___ Items
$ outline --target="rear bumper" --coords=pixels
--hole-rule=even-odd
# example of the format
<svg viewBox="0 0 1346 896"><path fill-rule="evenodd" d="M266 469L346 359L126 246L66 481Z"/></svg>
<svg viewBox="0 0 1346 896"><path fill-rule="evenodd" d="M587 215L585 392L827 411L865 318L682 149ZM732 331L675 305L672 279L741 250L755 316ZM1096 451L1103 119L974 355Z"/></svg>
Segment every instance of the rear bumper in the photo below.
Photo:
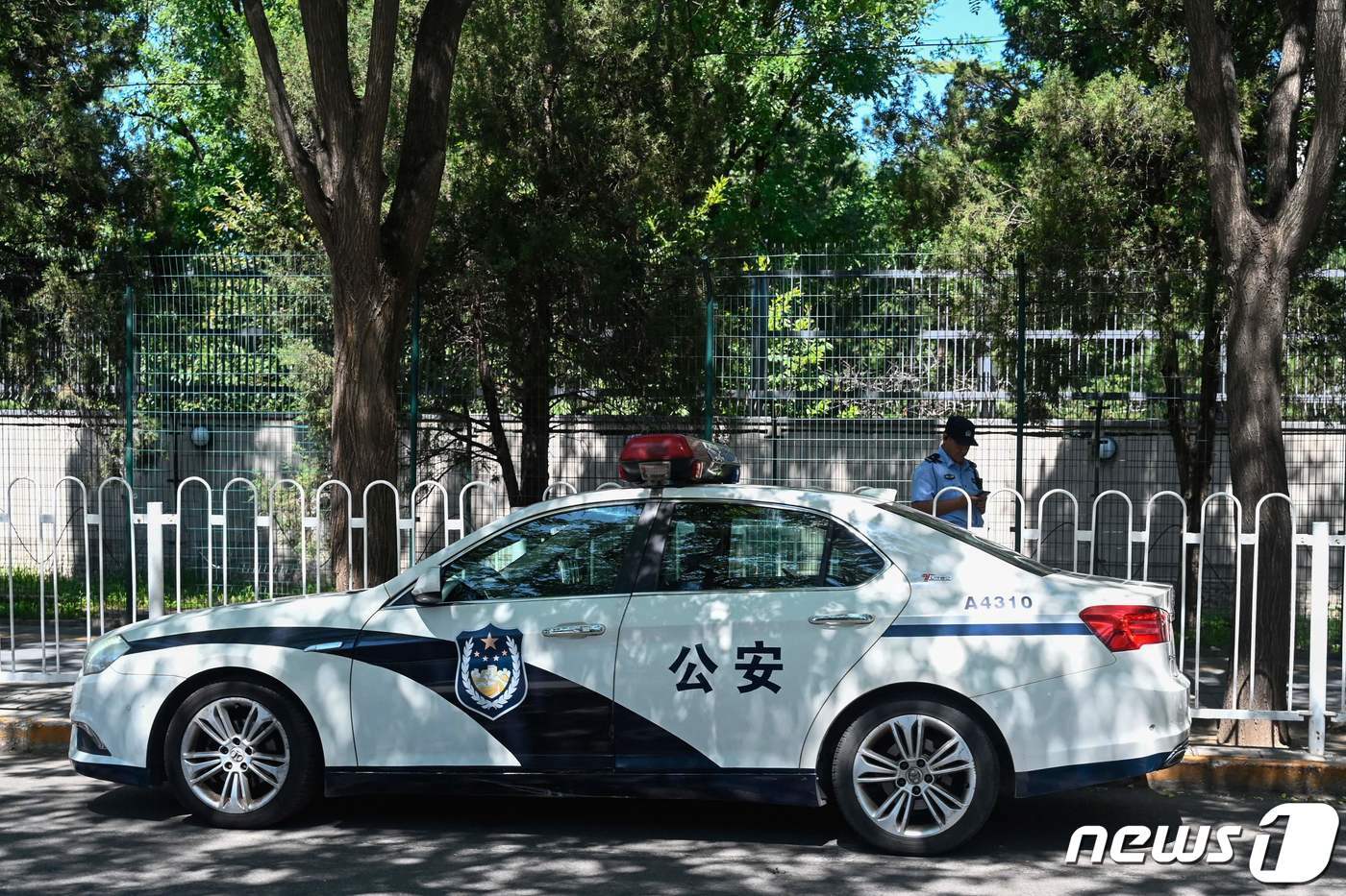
______
#### Exercise brief
Please give each line of every row above as a string in a JSON list, one string per line, with blank lines left out. Keep the pictures out of the list.

#### Answer in full
[
  "$ outline --target=\"rear bumper\" --coords=pixels",
  "--hole-rule=even-odd",
  "# example of the format",
  "<svg viewBox=\"0 0 1346 896\"><path fill-rule=\"evenodd\" d=\"M266 469L346 359L126 246L66 481Z\"/></svg>",
  "<svg viewBox=\"0 0 1346 896\"><path fill-rule=\"evenodd\" d=\"M587 215L585 392L827 411L865 318L682 149ZM732 331L675 305L672 279L741 250L755 316ZM1096 451L1103 119L974 355Z\"/></svg>",
  "Segment every instance of the rear bumper in the photo below.",
  "Photo:"
]